### Activity
The expected output is the set of lines below beginning at the one that contains "Phrase: green cloth" and ending at the final line, reproduced exactly.

### Point-per-instance localization data
────────
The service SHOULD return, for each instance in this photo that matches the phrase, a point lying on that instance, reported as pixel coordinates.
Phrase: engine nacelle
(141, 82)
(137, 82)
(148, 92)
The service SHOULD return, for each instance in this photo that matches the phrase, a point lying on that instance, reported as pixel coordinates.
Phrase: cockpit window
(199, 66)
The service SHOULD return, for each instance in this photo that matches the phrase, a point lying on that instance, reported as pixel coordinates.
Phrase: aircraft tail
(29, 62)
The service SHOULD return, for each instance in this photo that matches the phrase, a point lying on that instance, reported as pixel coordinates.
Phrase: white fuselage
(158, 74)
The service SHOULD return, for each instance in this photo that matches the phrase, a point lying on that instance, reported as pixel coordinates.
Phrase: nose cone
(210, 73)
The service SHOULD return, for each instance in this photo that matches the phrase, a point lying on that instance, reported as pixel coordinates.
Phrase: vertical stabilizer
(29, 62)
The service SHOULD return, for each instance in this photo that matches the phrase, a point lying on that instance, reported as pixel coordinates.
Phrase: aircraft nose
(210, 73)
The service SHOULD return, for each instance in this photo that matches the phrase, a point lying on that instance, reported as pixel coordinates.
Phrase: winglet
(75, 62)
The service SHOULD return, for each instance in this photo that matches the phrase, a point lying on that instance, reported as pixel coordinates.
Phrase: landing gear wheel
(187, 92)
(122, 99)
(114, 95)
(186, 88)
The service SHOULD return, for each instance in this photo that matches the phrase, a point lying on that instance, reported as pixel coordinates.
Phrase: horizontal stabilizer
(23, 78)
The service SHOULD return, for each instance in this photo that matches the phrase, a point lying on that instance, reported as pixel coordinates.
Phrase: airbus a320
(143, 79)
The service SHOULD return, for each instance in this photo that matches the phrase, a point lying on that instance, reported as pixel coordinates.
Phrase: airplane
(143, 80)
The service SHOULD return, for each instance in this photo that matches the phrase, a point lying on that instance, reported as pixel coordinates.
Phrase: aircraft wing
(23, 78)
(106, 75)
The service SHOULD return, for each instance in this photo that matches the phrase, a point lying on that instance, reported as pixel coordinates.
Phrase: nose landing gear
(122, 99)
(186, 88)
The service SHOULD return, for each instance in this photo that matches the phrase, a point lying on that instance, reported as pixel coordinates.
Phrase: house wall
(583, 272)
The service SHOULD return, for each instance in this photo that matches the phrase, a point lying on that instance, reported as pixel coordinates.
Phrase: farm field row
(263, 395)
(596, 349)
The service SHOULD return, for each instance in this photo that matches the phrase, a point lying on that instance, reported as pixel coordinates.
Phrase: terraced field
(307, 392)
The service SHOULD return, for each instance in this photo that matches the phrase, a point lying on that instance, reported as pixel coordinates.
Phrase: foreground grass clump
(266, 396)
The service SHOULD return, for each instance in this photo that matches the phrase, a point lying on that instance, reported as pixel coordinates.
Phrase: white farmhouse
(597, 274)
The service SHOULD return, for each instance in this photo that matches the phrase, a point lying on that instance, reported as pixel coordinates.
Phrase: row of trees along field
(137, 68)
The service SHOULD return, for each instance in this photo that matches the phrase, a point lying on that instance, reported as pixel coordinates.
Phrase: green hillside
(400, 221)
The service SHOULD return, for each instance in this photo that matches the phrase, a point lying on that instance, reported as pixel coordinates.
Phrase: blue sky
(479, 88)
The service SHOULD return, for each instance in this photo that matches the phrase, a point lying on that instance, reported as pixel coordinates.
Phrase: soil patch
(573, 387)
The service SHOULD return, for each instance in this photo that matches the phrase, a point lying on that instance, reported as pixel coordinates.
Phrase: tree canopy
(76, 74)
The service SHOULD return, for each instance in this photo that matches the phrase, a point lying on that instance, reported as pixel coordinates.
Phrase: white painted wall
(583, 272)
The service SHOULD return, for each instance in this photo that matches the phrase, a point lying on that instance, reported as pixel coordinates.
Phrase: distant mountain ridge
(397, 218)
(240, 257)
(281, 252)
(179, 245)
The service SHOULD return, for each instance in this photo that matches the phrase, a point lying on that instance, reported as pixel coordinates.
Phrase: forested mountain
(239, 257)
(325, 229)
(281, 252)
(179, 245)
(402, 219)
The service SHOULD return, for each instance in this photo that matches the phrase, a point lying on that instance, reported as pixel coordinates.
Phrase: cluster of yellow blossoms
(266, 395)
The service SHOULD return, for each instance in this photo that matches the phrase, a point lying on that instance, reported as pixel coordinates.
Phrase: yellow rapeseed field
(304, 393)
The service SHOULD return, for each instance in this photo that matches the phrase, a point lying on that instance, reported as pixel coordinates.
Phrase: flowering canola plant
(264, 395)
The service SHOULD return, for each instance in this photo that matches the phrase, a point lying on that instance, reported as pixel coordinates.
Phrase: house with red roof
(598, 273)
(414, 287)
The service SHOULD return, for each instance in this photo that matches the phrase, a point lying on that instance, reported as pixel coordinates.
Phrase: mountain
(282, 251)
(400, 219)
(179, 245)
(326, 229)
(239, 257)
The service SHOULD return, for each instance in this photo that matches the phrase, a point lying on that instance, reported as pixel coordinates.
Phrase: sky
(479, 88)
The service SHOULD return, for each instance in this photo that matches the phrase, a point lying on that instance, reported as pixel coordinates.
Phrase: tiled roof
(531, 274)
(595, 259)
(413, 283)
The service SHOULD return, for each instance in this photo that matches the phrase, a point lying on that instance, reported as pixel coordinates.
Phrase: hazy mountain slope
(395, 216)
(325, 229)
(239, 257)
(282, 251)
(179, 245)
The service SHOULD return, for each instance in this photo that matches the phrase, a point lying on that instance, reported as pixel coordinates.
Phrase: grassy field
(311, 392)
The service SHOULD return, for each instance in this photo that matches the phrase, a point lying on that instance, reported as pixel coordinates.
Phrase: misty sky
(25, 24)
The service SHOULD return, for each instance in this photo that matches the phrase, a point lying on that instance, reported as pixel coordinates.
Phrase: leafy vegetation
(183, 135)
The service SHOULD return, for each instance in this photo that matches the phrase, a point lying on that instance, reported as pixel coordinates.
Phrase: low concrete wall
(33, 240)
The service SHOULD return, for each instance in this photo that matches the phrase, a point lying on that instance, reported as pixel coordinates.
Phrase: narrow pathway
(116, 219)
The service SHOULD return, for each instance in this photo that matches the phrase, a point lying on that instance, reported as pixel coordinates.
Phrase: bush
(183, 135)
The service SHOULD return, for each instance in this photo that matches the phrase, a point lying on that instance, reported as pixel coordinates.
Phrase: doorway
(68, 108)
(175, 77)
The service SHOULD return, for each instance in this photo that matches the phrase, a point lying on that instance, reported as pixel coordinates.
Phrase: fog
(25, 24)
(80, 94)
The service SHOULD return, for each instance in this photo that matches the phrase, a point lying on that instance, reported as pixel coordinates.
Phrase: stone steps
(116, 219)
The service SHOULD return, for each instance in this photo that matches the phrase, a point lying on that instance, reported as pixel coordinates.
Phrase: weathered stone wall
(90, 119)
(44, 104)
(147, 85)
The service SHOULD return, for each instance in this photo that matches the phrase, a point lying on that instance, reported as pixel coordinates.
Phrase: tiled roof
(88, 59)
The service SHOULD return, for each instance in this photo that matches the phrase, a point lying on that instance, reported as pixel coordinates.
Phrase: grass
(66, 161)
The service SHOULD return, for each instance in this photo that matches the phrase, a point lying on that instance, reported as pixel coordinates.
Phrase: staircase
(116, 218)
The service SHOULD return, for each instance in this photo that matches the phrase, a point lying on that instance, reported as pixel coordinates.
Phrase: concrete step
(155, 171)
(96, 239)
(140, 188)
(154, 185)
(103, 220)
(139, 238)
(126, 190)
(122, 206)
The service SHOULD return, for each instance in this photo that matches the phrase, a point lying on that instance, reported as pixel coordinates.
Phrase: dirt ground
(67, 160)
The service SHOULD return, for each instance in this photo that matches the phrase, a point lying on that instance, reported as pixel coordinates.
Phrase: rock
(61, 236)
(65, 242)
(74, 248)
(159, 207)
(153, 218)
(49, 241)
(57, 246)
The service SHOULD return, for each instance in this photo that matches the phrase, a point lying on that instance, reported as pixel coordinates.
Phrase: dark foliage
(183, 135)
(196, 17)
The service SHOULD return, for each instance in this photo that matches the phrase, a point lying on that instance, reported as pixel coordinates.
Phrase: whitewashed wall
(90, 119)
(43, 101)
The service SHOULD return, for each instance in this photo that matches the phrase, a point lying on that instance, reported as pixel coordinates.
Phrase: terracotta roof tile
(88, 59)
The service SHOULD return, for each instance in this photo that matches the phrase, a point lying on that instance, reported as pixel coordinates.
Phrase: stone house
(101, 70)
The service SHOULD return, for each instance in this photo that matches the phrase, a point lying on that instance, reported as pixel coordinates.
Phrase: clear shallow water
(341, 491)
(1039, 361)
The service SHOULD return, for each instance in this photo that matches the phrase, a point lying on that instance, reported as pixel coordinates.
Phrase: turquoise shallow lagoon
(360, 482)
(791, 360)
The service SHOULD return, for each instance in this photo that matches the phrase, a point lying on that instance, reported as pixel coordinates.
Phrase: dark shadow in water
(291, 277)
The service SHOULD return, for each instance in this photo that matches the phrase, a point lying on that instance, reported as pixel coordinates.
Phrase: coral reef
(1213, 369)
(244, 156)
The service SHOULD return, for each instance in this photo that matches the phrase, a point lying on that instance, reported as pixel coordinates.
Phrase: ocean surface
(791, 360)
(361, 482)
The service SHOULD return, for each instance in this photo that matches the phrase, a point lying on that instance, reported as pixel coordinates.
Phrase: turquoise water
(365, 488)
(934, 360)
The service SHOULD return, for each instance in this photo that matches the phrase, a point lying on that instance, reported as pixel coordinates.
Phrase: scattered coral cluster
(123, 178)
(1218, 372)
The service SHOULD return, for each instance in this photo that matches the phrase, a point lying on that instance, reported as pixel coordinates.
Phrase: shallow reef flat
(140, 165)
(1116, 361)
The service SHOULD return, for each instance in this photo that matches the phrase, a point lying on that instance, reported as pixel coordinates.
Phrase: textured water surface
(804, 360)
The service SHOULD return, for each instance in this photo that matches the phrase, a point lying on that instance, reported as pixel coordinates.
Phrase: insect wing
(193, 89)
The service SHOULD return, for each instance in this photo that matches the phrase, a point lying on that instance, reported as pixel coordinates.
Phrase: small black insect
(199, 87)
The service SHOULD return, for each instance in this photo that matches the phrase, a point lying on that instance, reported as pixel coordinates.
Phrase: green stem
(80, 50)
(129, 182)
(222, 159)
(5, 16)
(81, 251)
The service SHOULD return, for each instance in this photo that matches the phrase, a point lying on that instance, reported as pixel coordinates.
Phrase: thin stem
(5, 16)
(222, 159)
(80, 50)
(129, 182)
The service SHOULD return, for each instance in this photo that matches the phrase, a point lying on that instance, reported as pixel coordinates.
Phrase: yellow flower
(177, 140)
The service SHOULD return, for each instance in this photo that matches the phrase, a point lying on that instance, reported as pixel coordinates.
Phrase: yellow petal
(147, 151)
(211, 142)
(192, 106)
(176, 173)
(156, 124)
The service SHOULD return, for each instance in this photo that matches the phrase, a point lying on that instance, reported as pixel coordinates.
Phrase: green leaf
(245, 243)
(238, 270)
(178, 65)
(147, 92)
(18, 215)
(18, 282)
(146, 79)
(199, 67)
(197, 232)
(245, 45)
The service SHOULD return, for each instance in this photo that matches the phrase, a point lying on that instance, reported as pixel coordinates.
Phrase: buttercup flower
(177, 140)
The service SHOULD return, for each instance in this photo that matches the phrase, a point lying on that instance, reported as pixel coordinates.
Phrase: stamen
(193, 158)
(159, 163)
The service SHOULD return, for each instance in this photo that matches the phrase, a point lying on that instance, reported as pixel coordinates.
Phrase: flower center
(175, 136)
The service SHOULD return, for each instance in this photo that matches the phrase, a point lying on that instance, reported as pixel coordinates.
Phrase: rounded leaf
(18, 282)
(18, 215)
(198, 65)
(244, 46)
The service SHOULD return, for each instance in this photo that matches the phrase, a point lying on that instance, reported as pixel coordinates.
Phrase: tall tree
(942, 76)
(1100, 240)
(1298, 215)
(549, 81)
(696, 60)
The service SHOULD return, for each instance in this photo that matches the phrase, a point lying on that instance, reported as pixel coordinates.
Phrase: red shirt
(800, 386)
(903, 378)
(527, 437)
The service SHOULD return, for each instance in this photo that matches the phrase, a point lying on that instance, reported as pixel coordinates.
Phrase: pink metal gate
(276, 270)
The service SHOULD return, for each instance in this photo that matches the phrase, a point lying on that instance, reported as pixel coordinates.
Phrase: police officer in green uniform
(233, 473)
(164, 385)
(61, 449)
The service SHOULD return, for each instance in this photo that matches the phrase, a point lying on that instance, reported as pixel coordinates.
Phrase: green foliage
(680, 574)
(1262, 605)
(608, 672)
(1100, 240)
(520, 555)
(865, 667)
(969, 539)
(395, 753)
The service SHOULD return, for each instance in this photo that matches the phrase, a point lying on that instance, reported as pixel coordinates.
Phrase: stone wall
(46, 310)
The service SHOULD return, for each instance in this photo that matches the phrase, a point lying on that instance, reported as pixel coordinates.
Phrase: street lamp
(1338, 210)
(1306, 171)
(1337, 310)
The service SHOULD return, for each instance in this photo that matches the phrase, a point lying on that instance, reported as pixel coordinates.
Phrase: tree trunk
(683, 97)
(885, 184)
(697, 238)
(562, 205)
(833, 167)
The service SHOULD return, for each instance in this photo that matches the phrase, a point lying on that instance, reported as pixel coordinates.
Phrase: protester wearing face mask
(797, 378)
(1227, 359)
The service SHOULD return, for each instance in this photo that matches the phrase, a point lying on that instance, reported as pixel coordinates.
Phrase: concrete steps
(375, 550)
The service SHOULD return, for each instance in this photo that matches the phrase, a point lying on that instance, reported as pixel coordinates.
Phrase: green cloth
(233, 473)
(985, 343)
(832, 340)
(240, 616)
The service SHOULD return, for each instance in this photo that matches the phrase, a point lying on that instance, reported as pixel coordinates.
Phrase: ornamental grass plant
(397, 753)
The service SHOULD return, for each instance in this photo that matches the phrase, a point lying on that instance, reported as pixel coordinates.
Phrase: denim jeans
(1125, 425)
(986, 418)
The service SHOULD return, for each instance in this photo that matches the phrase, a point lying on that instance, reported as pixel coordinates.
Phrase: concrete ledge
────────
### Solution to this problem
Phrase: green cloth
(233, 473)
(985, 343)
(832, 340)
(240, 616)
The service SHOULD return, for each instance in this photo that matches the phrase, a point lying on that instance, reported as pixel coordinates.
Phrase: ornamental grass plant
(397, 753)
The service SHOULD return, for each instance in this photo that matches the phrase, a point lying on that instance, reported as pixel coordinates.
Phrase: denim jeans
(1125, 425)
(986, 418)
The service SHOULD return, for each instance in this photo that matches the phrase, a point lying on that instance, reported as pixel coordinates.
Phrase: concrete ledge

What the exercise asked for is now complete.